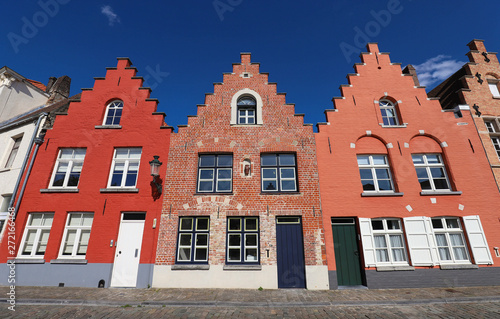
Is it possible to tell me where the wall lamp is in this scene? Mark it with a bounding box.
[149,155,163,194]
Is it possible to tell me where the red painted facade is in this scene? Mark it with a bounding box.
[1,58,171,287]
[316,44,500,288]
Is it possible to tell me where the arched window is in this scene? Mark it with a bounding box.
[236,96,257,124]
[378,100,399,126]
[102,100,123,125]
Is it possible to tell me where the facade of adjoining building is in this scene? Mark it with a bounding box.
[0,58,172,288]
[429,40,500,191]
[153,53,328,289]
[0,66,71,241]
[315,43,500,289]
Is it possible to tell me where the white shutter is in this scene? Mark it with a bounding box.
[359,218,377,267]
[463,215,493,265]
[403,216,439,266]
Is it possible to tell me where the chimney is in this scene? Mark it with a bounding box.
[403,64,420,86]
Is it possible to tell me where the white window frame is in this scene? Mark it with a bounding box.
[371,218,408,265]
[108,147,142,188]
[17,213,54,259]
[176,216,210,264]
[412,153,452,192]
[3,135,23,168]
[226,216,260,264]
[378,100,399,126]
[49,148,87,188]
[58,212,94,259]
[357,154,394,193]
[102,100,123,126]
[431,217,471,264]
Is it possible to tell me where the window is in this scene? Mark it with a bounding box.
[109,148,142,187]
[260,154,297,192]
[432,217,469,262]
[378,100,399,126]
[358,155,394,192]
[59,213,94,258]
[237,96,257,124]
[484,119,500,158]
[19,213,54,257]
[50,148,86,188]
[411,154,451,191]
[371,219,407,264]
[102,100,123,125]
[198,155,233,193]
[4,136,23,168]
[177,217,210,263]
[488,81,500,98]
[227,217,259,264]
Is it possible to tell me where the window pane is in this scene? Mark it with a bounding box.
[372,155,387,165]
[200,155,215,167]
[196,218,209,230]
[228,218,241,231]
[280,168,295,178]
[372,220,384,230]
[217,155,233,167]
[279,154,295,165]
[260,154,277,166]
[262,181,276,191]
[358,155,370,165]
[245,218,258,231]
[262,168,276,179]
[180,217,193,230]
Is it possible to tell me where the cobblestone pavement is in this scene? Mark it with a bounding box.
[0,287,500,319]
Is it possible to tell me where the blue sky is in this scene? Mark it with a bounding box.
[0,0,500,131]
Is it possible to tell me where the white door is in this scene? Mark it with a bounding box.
[111,213,146,287]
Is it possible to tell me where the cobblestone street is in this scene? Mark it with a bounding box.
[0,287,500,319]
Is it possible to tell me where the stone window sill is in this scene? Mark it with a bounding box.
[439,264,479,270]
[94,125,122,129]
[361,192,404,197]
[14,258,45,264]
[50,259,87,265]
[170,265,210,270]
[100,188,139,193]
[420,191,462,196]
[377,266,415,271]
[223,265,262,270]
[40,188,80,193]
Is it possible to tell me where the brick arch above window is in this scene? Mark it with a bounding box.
[410,135,443,153]
[230,88,263,125]
[356,136,387,154]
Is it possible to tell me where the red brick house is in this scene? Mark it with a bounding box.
[153,53,328,289]
[0,58,171,287]
[428,40,500,191]
[315,43,500,289]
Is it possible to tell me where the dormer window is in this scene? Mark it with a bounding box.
[378,100,399,126]
[237,96,257,124]
[102,100,123,125]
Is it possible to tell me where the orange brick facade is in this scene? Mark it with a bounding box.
[1,58,171,287]
[153,54,328,289]
[316,44,500,288]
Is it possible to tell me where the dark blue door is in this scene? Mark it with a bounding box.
[276,217,306,288]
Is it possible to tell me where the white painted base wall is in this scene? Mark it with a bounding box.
[152,265,329,290]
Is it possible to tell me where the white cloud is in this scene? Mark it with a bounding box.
[101,6,120,26]
[415,54,465,86]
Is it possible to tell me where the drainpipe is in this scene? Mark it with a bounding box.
[9,112,48,220]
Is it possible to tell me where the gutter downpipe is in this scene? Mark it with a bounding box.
[9,112,48,220]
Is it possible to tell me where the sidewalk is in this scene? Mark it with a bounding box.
[0,286,500,307]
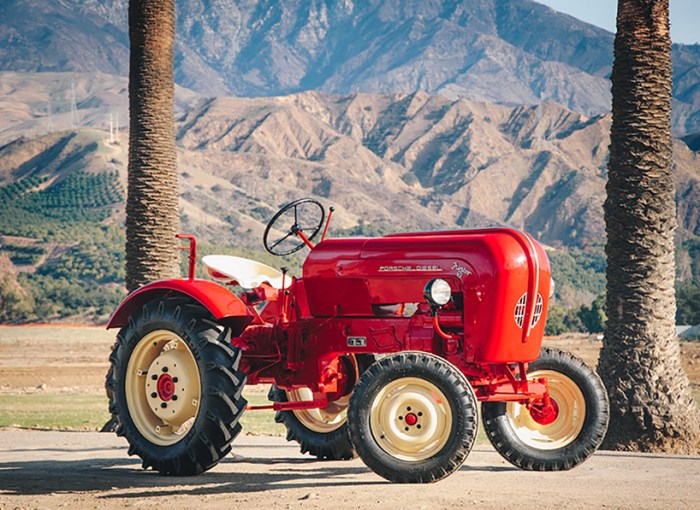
= = = = = = =
-- THE TASK --
Repeat word for word the stretch of the listing from the line containing "Is it possible to tell me where the dark" through the end of the listing, including both ends. Leave the pictures out of your answer.

-- SOLUTION --
Is it possible to tell me where the dark blue door is in this scene? Mark it with a bounding box.
[276,217,306,288]
Is it possible to tell me where the white painted base wall is in this scene? Mark it with a bounding box.
[152,265,329,290]
Is it possible to tell me where the white cloud is in this scene? Mark it with a bounding box.
[101,6,120,26]
[415,54,465,86]
Is it possible to tell me where the drainpipe is in this scene? Mark it with a bounding box.
[9,112,48,220]
Is it possible to tell me where the gutter downpipe is in this scene? Mark it with a bounding box.
[9,112,48,220]
Is it possible to tell me where the sidewalk is in this scene? Mark it with a bounding box.
[0,286,500,307]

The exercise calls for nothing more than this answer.